▸ **EXERCISE DETAILS**
Would you transcribe each entry that follows word for word, minus the images?
** EXTRACTED RECORDS follows **
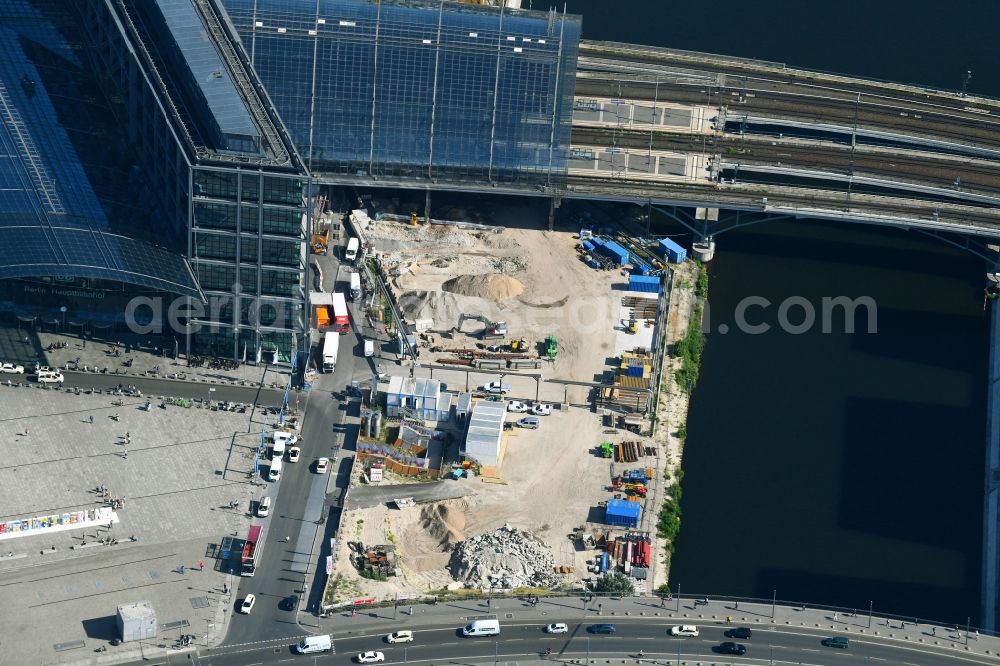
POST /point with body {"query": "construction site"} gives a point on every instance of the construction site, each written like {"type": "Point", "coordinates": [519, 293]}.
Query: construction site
{"type": "Point", "coordinates": [573, 499]}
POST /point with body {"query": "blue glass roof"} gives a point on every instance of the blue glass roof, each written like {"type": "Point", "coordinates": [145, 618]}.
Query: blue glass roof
{"type": "Point", "coordinates": [415, 88]}
{"type": "Point", "coordinates": [209, 73]}
{"type": "Point", "coordinates": [54, 201]}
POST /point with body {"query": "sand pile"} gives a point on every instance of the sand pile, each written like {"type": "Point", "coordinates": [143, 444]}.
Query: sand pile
{"type": "Point", "coordinates": [495, 287]}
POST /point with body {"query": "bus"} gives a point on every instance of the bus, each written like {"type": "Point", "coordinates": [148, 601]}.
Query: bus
{"type": "Point", "coordinates": [251, 552]}
{"type": "Point", "coordinates": [341, 322]}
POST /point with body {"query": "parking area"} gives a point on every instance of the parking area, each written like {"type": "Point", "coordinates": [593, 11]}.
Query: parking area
{"type": "Point", "coordinates": [170, 474]}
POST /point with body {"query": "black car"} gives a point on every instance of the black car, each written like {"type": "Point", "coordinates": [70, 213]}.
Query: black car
{"type": "Point", "coordinates": [739, 632]}
{"type": "Point", "coordinates": [732, 648]}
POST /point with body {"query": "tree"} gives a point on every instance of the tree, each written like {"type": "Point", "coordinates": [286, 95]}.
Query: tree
{"type": "Point", "coordinates": [615, 583]}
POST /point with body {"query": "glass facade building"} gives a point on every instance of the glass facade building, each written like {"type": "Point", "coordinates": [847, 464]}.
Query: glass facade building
{"type": "Point", "coordinates": [168, 148]}
{"type": "Point", "coordinates": [417, 92]}
{"type": "Point", "coordinates": [228, 174]}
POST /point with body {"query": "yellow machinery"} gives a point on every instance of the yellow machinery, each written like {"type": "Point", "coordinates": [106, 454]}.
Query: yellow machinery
{"type": "Point", "coordinates": [320, 241]}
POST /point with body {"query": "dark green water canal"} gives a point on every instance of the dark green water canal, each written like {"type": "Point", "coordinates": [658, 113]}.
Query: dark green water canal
{"type": "Point", "coordinates": [836, 468]}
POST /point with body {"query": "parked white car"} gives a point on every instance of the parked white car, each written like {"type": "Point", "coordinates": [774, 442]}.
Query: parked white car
{"type": "Point", "coordinates": [684, 630]}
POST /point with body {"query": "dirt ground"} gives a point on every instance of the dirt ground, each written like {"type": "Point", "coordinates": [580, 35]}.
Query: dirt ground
{"type": "Point", "coordinates": [531, 278]}
{"type": "Point", "coordinates": [552, 480]}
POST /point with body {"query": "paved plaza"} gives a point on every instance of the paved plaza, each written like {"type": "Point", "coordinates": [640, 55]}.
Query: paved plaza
{"type": "Point", "coordinates": [174, 473]}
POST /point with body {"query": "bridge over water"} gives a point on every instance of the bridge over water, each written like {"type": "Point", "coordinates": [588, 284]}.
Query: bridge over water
{"type": "Point", "coordinates": [680, 128]}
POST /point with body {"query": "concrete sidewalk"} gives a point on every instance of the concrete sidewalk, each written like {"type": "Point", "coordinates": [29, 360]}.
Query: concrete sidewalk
{"type": "Point", "coordinates": [757, 616]}
{"type": "Point", "coordinates": [147, 356]}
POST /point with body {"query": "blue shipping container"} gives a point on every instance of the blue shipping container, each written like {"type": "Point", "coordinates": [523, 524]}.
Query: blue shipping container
{"type": "Point", "coordinates": [622, 512]}
{"type": "Point", "coordinates": [645, 283]}
{"type": "Point", "coordinates": [672, 251]}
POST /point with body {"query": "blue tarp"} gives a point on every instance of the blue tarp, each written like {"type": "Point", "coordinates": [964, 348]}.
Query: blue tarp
{"type": "Point", "coordinates": [622, 512]}
{"type": "Point", "coordinates": [644, 283]}
{"type": "Point", "coordinates": [672, 251]}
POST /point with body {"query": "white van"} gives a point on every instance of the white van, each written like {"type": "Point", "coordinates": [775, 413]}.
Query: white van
{"type": "Point", "coordinates": [482, 628]}
{"type": "Point", "coordinates": [274, 472]}
{"type": "Point", "coordinates": [352, 250]}
{"type": "Point", "coordinates": [311, 644]}
{"type": "Point", "coordinates": [355, 286]}
{"type": "Point", "coordinates": [49, 377]}
{"type": "Point", "coordinates": [264, 506]}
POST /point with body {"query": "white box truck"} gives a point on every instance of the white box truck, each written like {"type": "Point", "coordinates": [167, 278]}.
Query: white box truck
{"type": "Point", "coordinates": [331, 345]}
{"type": "Point", "coordinates": [351, 254]}
{"type": "Point", "coordinates": [355, 286]}
{"type": "Point", "coordinates": [311, 644]}
{"type": "Point", "coordinates": [488, 627]}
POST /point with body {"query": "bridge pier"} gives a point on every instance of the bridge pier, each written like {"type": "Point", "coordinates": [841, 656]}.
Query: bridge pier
{"type": "Point", "coordinates": [991, 491]}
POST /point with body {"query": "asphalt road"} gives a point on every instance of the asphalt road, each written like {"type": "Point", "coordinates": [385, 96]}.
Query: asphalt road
{"type": "Point", "coordinates": [368, 496]}
{"type": "Point", "coordinates": [171, 387]}
{"type": "Point", "coordinates": [521, 641]}
{"type": "Point", "coordinates": [302, 508]}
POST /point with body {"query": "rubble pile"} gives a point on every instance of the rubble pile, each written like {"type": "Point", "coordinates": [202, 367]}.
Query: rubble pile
{"type": "Point", "coordinates": [505, 558]}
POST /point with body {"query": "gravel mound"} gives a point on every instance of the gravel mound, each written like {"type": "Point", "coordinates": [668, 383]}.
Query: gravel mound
{"type": "Point", "coordinates": [494, 287]}
{"type": "Point", "coordinates": [506, 558]}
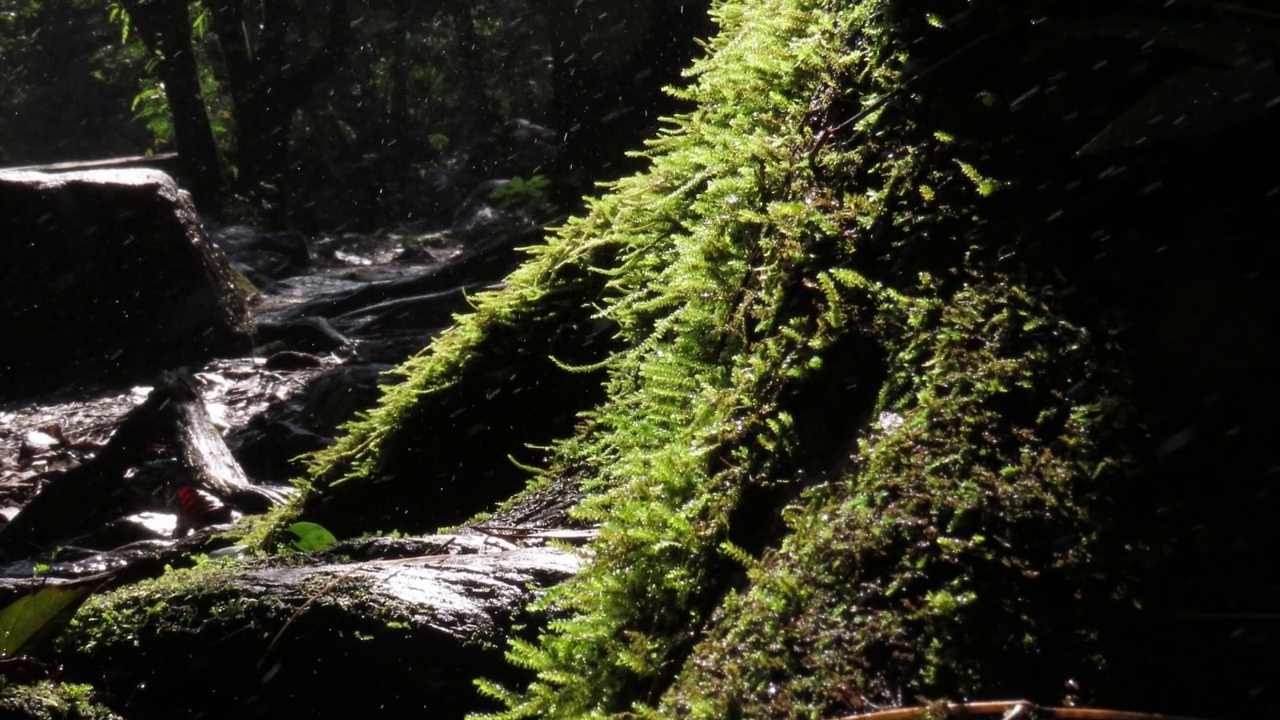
** End of EXTRACTED RECORDS **
▸ **EXERCISE SOLUTION**
POST /point with body {"query": "construction site"} gives a point on every instance of the construction site, each written like {"type": "Point", "coordinates": [519, 293]}.
Query: construction site
{"type": "Point", "coordinates": [573, 499]}
POST /point with body {"query": "blue glass roof"} gives a point on every instance of the blue glass roof, each written like {"type": "Point", "coordinates": [145, 618]}.
Query: blue glass roof
{"type": "Point", "coordinates": [415, 88]}
{"type": "Point", "coordinates": [209, 73]}
{"type": "Point", "coordinates": [54, 201]}
POST /point with body {"query": "sand pile"} gives a point on every instance of the sand pile, each written like {"type": "Point", "coordinates": [143, 444]}.
Query: sand pile
{"type": "Point", "coordinates": [495, 287]}
POST /point with body {"query": "bus"} gives a point on every instance of the bus, each written like {"type": "Point", "coordinates": [148, 601]}.
Query: bus
{"type": "Point", "coordinates": [251, 552]}
{"type": "Point", "coordinates": [341, 322]}
POST /point with body {"query": "parking area"} gives a point on every instance of the parking area, each written like {"type": "Point", "coordinates": [593, 11]}.
Query: parking area
{"type": "Point", "coordinates": [170, 474]}
POST /point with body {"query": "black car"} gives a point on every instance of the black car, each written like {"type": "Point", "coordinates": [70, 213]}.
Query: black car
{"type": "Point", "coordinates": [739, 632]}
{"type": "Point", "coordinates": [732, 648]}
POST /point with body {"query": "tree"} gives a point on every instance of the tree, each written like {"type": "Point", "coordinates": [286, 95]}.
Query: tree
{"type": "Point", "coordinates": [615, 583]}
POST /point with body {"query": "glass facade building"} gives a point on every instance of the glass facade building, each written like {"type": "Point", "coordinates": [847, 464]}.
Query: glass facade building
{"type": "Point", "coordinates": [168, 148]}
{"type": "Point", "coordinates": [417, 92]}
{"type": "Point", "coordinates": [228, 174]}
POST /point with body {"query": "yellow machinery"} gives a point on every instance of the yellow machinery, each written like {"type": "Point", "coordinates": [106, 454]}.
Query: yellow machinery
{"type": "Point", "coordinates": [320, 241]}
POST /point with body {"query": "dark green water canal"} gives a point on every instance of the dark green water canal, each written like {"type": "Point", "coordinates": [658, 113]}.
Query: dark green water canal
{"type": "Point", "coordinates": [836, 468]}
POST /point with body {"query": "parked white car"} gives a point on every instance of the parked white car, each written like {"type": "Point", "coordinates": [774, 442]}.
Query: parked white car
{"type": "Point", "coordinates": [684, 630]}
POST /point with body {"query": "dirt ground"} gives a point on every instance of the dirt ground, each written like {"type": "Point", "coordinates": [580, 35]}.
Query: dirt ground
{"type": "Point", "coordinates": [531, 278]}
{"type": "Point", "coordinates": [552, 480]}
POST /point with body {"query": "paved plaza"} gives a point on every instance of the paved plaza, each written like {"type": "Point", "coordinates": [640, 55]}.
Query: paved plaza
{"type": "Point", "coordinates": [174, 473]}
POST /point with body {"query": "bridge over water"} gives a point on every instance of the bridge over water, each written like {"type": "Point", "coordinates": [588, 284]}.
Query: bridge over water
{"type": "Point", "coordinates": [680, 128]}
POST /point with body {"query": "concrete sidewalk"} gives a point on every instance of the concrete sidewalk, each written like {"type": "Point", "coordinates": [29, 360]}.
Query: concrete sidewalk
{"type": "Point", "coordinates": [757, 616]}
{"type": "Point", "coordinates": [147, 356]}
POST /point with body {"query": "blue shipping container"} gives a point on every instance of the blue shipping container, each written like {"type": "Point", "coordinates": [523, 524]}.
Query: blue shipping container
{"type": "Point", "coordinates": [622, 512]}
{"type": "Point", "coordinates": [645, 283]}
{"type": "Point", "coordinates": [672, 251]}
POST /point with body {"query": "blue tarp"} gives a point on every instance of the blue tarp, each written like {"type": "Point", "coordinates": [964, 348]}.
Query: blue tarp
{"type": "Point", "coordinates": [622, 512]}
{"type": "Point", "coordinates": [644, 283]}
{"type": "Point", "coordinates": [672, 251]}
POST /point with body {"query": "white van"} gives a point on every instance of the white van, each written like {"type": "Point", "coordinates": [775, 413]}.
Query: white van
{"type": "Point", "coordinates": [482, 628]}
{"type": "Point", "coordinates": [274, 472]}
{"type": "Point", "coordinates": [352, 250]}
{"type": "Point", "coordinates": [311, 644]}
{"type": "Point", "coordinates": [355, 286]}
{"type": "Point", "coordinates": [49, 377]}
{"type": "Point", "coordinates": [264, 506]}
POST /point with body {"query": "white box truck"} gives a point on every instance of the white box truck, each written like {"type": "Point", "coordinates": [167, 278]}.
Query: white box truck
{"type": "Point", "coordinates": [331, 345]}
{"type": "Point", "coordinates": [351, 254]}
{"type": "Point", "coordinates": [355, 286]}
{"type": "Point", "coordinates": [311, 644]}
{"type": "Point", "coordinates": [488, 627]}
POST /point with body {"query": "bridge pier"} gives a point on every instance of the bridge pier, each written like {"type": "Point", "coordinates": [841, 656]}.
Query: bridge pier
{"type": "Point", "coordinates": [991, 491]}
POST /point with body {"query": "asphalt road"} gives a point on every instance of the asphalt road, each written like {"type": "Point", "coordinates": [385, 96]}.
Query: asphalt road
{"type": "Point", "coordinates": [368, 496]}
{"type": "Point", "coordinates": [171, 387]}
{"type": "Point", "coordinates": [521, 641]}
{"type": "Point", "coordinates": [302, 508]}
POST /point with body {"query": "rubble pile"} gives a point on every instance of the rubble pile, each written like {"type": "Point", "coordinates": [202, 367]}.
Query: rubble pile
{"type": "Point", "coordinates": [505, 558]}
POST /point with body {"query": "gravel mound"} gives a point on every instance of the gravel mound, each written like {"type": "Point", "coordinates": [668, 383]}.
Query: gravel mound
{"type": "Point", "coordinates": [494, 287]}
{"type": "Point", "coordinates": [506, 558]}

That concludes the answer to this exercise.